### [YOUR TASK]
Set out every line of the material below as a numbered list, skipping blank lines and leaving the picture out.

### [EXTRACTED RECORDS]
---------------

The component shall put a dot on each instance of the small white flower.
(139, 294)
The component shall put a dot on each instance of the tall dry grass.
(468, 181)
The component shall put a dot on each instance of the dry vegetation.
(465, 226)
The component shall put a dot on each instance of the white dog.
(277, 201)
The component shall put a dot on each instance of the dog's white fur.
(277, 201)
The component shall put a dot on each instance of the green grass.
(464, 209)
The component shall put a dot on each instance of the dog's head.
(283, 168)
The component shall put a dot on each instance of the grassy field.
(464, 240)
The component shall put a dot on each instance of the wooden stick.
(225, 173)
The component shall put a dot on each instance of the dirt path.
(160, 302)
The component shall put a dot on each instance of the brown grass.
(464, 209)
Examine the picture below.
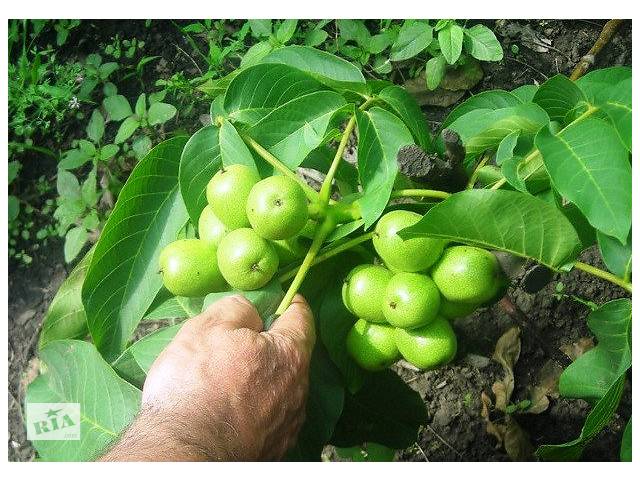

---------------

### [OUTPUT FOR THIS TASK]
1. The component shall put a dot on each instance of the small white flower.
2. (139, 294)
3. The component shall put a dot on each instance of the tall dry grass.
4. (468, 181)
5. The component shall put a dot on each instance of the dry vegetation.
6. (465, 226)
7. The component shall put a dot on each instance of the white dog.
8. (277, 201)
9. The component shall put a dot on each instance of the dog's white fur.
10. (277, 201)
11. The component shall put a dot on each instance of the green grass.
12. (464, 209)
13. The component shall put a dot on each instance of the dog's head.
14. (283, 168)
15. The component shall put a dot on each instance of the grassy field.
16. (464, 240)
17. The component shall put a dot on each instance of the wooden stick.
18. (225, 173)
19. The component shall put a dot on each instance of the dirt path.
20. (160, 302)
21. The component shall put a dot on each instance of the brown grass.
22. (464, 209)
23. Examine the picture below.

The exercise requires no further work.